(Data entries)
□ □ □ □ □
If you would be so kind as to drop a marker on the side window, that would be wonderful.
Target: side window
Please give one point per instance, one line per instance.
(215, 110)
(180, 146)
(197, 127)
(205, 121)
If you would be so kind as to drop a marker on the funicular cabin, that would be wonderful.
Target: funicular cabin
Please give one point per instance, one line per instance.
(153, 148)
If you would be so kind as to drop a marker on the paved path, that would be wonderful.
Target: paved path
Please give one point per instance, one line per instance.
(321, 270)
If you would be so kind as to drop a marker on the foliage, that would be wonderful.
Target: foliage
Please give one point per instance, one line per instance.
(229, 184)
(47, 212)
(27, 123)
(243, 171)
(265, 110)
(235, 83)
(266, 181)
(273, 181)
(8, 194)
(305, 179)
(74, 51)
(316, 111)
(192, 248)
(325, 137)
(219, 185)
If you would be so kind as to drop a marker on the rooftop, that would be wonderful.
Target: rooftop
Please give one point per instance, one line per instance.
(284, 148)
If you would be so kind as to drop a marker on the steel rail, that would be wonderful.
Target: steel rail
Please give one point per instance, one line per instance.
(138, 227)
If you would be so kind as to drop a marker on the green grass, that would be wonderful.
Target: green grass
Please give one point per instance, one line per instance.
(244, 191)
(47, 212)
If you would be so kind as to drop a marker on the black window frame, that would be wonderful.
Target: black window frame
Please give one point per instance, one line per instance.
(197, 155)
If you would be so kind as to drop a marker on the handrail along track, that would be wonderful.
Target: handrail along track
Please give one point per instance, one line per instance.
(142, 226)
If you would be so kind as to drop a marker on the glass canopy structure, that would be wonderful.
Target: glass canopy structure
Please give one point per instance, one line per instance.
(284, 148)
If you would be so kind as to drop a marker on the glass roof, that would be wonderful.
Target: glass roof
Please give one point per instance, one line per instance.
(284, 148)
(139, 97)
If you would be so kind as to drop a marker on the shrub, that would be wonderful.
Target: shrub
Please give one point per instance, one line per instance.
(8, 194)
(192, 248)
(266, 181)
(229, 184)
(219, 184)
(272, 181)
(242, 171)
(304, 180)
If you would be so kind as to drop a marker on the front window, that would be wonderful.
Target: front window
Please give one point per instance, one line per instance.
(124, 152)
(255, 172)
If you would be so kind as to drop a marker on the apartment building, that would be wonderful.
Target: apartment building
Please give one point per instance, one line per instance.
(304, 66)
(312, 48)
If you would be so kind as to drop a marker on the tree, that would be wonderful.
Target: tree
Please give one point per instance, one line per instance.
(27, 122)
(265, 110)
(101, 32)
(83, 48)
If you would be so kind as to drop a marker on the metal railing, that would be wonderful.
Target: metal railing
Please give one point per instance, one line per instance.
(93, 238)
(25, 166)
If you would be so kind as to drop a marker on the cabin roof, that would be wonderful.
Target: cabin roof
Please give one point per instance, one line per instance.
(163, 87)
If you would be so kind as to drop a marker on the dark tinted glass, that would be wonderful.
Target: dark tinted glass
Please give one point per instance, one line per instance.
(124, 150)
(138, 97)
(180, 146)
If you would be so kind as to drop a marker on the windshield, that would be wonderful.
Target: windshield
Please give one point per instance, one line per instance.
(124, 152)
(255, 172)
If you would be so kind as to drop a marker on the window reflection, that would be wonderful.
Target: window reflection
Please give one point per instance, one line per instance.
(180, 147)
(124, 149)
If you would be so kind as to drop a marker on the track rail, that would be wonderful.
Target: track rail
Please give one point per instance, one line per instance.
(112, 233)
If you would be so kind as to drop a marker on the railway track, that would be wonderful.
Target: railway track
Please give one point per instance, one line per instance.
□ □ □ □ □
TASK INSTRUCTIONS:
How many lines in the records hold the string "green"? Reply with the number only.

ANSWER BOX:
2